[Dataset items]
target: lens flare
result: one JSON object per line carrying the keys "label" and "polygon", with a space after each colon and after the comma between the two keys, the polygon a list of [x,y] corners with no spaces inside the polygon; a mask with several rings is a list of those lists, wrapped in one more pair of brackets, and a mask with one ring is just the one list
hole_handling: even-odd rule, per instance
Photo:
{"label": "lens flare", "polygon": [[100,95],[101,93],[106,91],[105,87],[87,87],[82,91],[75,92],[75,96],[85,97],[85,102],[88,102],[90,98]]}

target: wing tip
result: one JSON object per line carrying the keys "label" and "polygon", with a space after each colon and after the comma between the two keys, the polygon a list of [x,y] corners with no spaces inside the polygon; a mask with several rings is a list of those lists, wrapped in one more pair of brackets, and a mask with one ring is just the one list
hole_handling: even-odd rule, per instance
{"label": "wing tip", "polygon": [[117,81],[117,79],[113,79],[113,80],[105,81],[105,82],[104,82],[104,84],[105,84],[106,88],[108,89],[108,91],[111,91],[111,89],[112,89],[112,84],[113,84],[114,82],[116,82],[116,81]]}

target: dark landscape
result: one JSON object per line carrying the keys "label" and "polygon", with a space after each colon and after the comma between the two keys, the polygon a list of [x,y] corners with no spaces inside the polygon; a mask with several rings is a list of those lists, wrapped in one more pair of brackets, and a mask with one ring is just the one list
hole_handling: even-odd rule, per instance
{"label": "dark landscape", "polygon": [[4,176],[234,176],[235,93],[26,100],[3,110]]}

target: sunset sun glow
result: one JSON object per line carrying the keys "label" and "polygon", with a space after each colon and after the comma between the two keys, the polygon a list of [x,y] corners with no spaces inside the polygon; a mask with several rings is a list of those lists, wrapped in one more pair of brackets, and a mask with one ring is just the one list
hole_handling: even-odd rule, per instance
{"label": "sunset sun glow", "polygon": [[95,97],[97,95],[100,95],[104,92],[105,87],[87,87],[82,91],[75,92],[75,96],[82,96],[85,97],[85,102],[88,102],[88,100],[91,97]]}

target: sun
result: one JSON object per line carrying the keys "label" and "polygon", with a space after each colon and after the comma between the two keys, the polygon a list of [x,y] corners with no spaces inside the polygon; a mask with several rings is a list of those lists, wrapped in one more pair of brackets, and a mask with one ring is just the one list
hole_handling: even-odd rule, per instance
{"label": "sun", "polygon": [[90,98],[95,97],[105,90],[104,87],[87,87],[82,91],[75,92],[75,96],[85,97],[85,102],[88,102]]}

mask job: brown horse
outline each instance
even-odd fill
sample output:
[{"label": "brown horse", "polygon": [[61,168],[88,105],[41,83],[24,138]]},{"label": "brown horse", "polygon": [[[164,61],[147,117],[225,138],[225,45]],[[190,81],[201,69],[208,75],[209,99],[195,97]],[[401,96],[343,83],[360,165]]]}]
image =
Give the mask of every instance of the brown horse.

TASK:
Lay out every line of the items above as a numbered list, leaving out the blank lines.

THE COMPLETED TASK:
1. target: lens flare
2. result: one JSON object per line carrying the keys "label" and "polygon", with a space after each colon and after the comma between the two keys, the polygon a list of [x,y] corners with no spaces inside the polygon; a mask with several rings is a list of those lists, wrapped in one more pair of brackets, and a mask with one ring is just the one list
3. hole_handling: even-odd rule, per instance
4. Photo:
5. {"label": "lens flare", "polygon": [[100,95],[101,93],[106,91],[105,87],[87,87],[82,91],[75,92],[75,96],[85,97],[85,102],[88,102],[90,98]]}
6. target: wing tip
7. result: one JSON object per line carrying the keys "label" and "polygon", with a space after each colon and after the comma between the two keys, the polygon a list of [x,y] corners with no spaces inside the polygon; a mask with several rings is a list of those lists, wrapped in one more pair of brackets, and a mask with one ring is just the one list
8. hole_handling: even-odd rule, per instance
9. {"label": "wing tip", "polygon": [[117,81],[117,79],[113,79],[113,80],[105,81],[105,82],[104,82],[104,84],[105,84],[106,88],[108,89],[108,91],[111,91],[111,89],[112,89],[112,84],[113,84],[114,82],[116,82],[116,81]]}
10. target: dark landscape
11. result: one JSON object per line carrying the keys "label" and "polygon", with a space after each colon and after the comma between the two keys, the polygon a list of [x,y] corners with no spaces inside the polygon; a mask with several rings is a list of those lists, wrapped in one more pair of brackets, and a mask with one ring is just the one list
12. hole_handling: even-odd rule, per instance
13. {"label": "dark landscape", "polygon": [[4,176],[234,176],[235,93],[26,100],[3,110]]}
14. target: sunset sun glow
15. result: one JSON object per line carrying the keys "label" and "polygon", with a space after each colon and after the comma between the two keys, the polygon a list of [x,y] corners with no spaces inside the polygon; a mask with several rings is a list of those lists, wrapped in one more pair of brackets, and a mask with one ring is just the one list
16. hole_handling: even-odd rule, per instance
17. {"label": "sunset sun glow", "polygon": [[95,97],[97,95],[100,95],[104,92],[105,87],[87,87],[82,91],[75,92],[75,96],[82,96],[85,97],[85,102],[88,102],[88,100],[91,97]]}
18. target: sun
19. result: one JSON object per line carrying the keys "label" and "polygon", with a space after each colon and after the comma between the two keys, the polygon a list of [x,y] corners with no spaces inside the polygon; a mask with several rings is a list of those lists, wrapped in one more pair of brackets, and a mask with one ring is just the one list
20. hole_handling: even-odd rule, per instance
21. {"label": "sun", "polygon": [[90,98],[95,97],[105,90],[104,87],[87,87],[82,91],[75,92],[75,96],[85,97],[85,102],[88,102]]}
22. mask job: brown horse
23. outline each instance
24. even-odd fill
25. sample output:
26. [{"label": "brown horse", "polygon": [[61,168],[88,105],[41,83],[24,138]]},{"label": "brown horse", "polygon": [[[164,61],[147,117],[225,138],[225,45]],[[190,81],[201,69],[208,75],[209,99],[195,97]],[[401,96],[343,83],[360,165]]]}]
27. image =
28. Give the mask of every instance of the brown horse.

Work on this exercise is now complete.